The influence of cone adaptation upon rod mediated flicker

• Published in: Vision research (Oxford) Vol. 26; no. 8; pp. 1167 - 1176
• Main Authors: Frumkes, Thomas E., Naarendorp, Frank, Goldberg, Stuart H.
• Format: Journal Article
• Language: English
• Published: Oxford Elsevier Ltd 1986; Elsevier Science
• Subjects: Adaptation, Ocular; Biological and medical sciences; Cones; Dark Adaptation; Eye and associated structures. Visual pathways and centers. Vision; Flicker; Flicker Fusion - physiology; Fundamental and applied biological sciences. Psychology; Humans; Light; Male; Photoreceptor Cells - physiology; Psychophysics; Retina; Rod-cone interaction; Rods; Sensory Thresholds - physiology; Synaptic Transmission; Vertebrates: nervous system and sense organs; Retina; Rods; Rod-cone interaction; Cones; Psychophysics; Flicker; Human; Eye; Cone; Rod; Vision; Photoreceptor; Luminous stimulus; Sensory receptor; Adaptation; Threshold
• ISSN: 0042-6989; 1878-5646
• DOI: 10.1016/0042-6989(86)90098-2

The influence of annular fields on sensitivity to sinusoidal flicker was assessed in the dark adapted parafoveal retina. Test stimuli were 2°20′ in diameter; annuli had a 2°20′ inner and 7°30′ outer diameter. Rod flicker was studied with a “green” stimulus too dim to influence cones. Selective cone flicker was obtained using red and green flicker in counterphase and yoked together in modulation depth and scotopic illuminance. Results showed the following. (1) Annular stimulation of rods slightly facilitated rod-mediated flicker sensitivity to frequencies < 10 Hz. In contrast, annular stimulation of cones greatly facilitated rod-mediated sensitivity, particularly for flicker frequencies > 7 Hz. We designate this effect, cone-rod interaction. (2) Annular stimulation of cones has a negligible influence upon sensitivity to cone-mediated flicker frequencies < 15 Hz. In contrast, annular stimulation of rods has a large influence upon sensitivity to cone-mediated flicker, an effect we designate rod-cone interaction. (3) Within limits, both rod-cone and cone-rod interaction increase as the annular illuminance increases and as flicker. frequency increases; the limiting frequency and illuminance values, however, are different for the two forms of interaction. Results are compared with prior evidence that rod and cone signals summate to produce an absolute threshold or flicker sensation. We suggest that there are at least three mechanisms for interaction between rod- and cone-related signals.

------------

- Activities:
• A. Print the part of the flicker abstract starting with "The influence of cone" and going on through "Goldberg, Stuart H.".
• B. Condense the paragraph of the flicker abstract that opens with "The influence of annular fields on sensitivity" into a brief list that keeps its main findings.
The listing that comes after the flicker abstract has no connection to it.

- Stored data:
------------

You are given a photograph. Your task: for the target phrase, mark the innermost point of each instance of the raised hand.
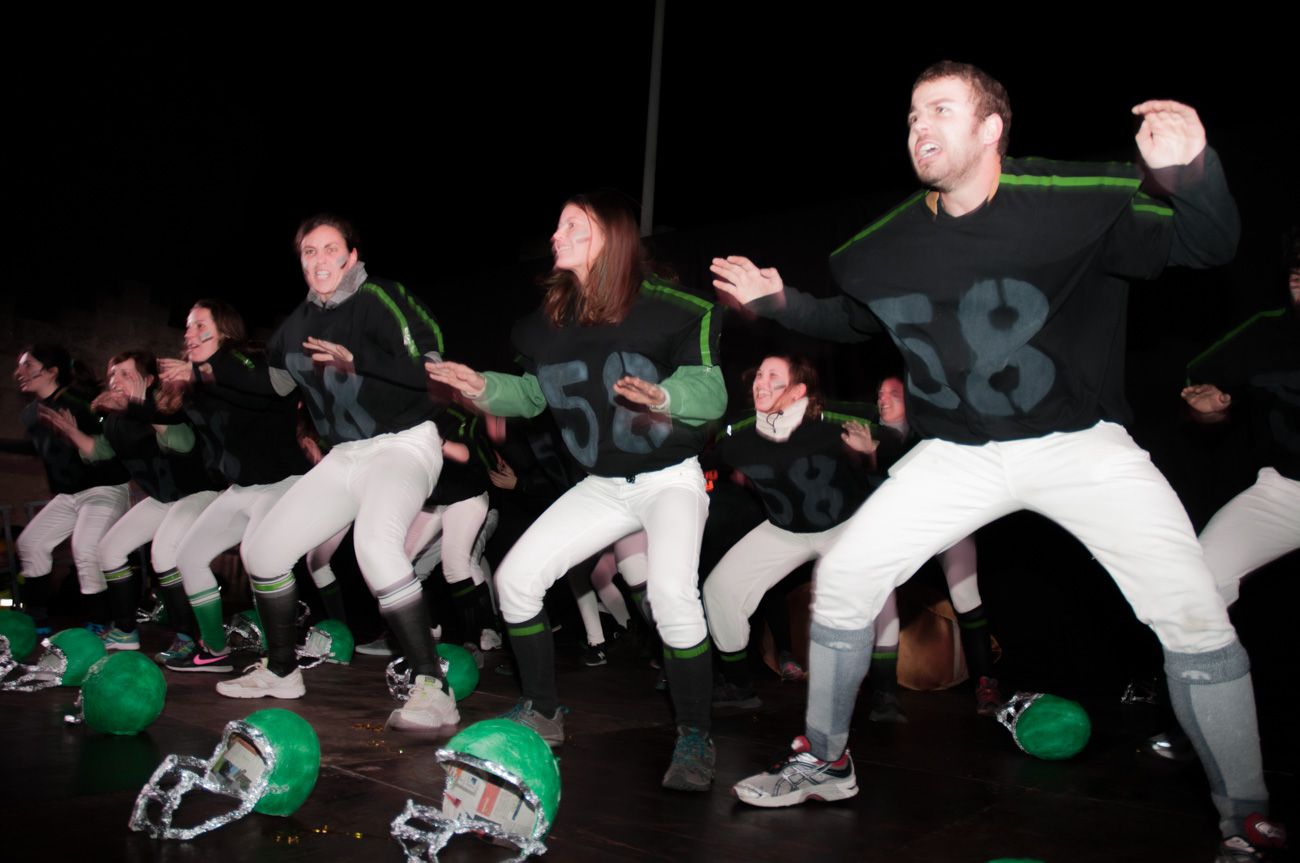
(1170, 133)
(740, 280)
(459, 377)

------------

- Responses to the tasks:
• A.
The influence of cone adaptation upon rod mediated flicker

• Published in: Vision research (Oxford) Vol. 26; no. 8; pp. 1167 - 1176
• Main Authors: Frumkes, Thomas E., Naarendorp, Frank, Goldberg, Stuart H.

• B.
- Aim: to assess how annular fields affect sensitivity to sinusoidal flicker in the dark-adapted parafoveal retina.
- Stimuli: 2°20′ test spots and annuli with a 2°20′ inner and 7°30′ outer diameter.
- Rod flicker: studied with a "green" stimulus too dim to affect cones.
- Cone flicker: isolated with red and green flicker in counterphase, matched in modulation depth and scotopic illuminance.
- Finding 1: Annular rod stimulation slightly raised rod flicker sensitivity below 10 Hz. Annular cone stimulation raised it greatly, especially above 7 Hz ("cone-rod interaction").
- Finding 2: Annular cone stimulation barely affected cone flicker sensitivity below 15 Hz. Annular rod stimulation affected it strongly ("rod-cone interaction").
- Finding 3: Within limits, both interactions grow with annular illuminance and flicker frequency, but the limiting values differ between them.
- Conclusion: The results are compared with prior evidence on rod-cone summation, and at least three mechanisms of rod-cone signal interaction are proposed.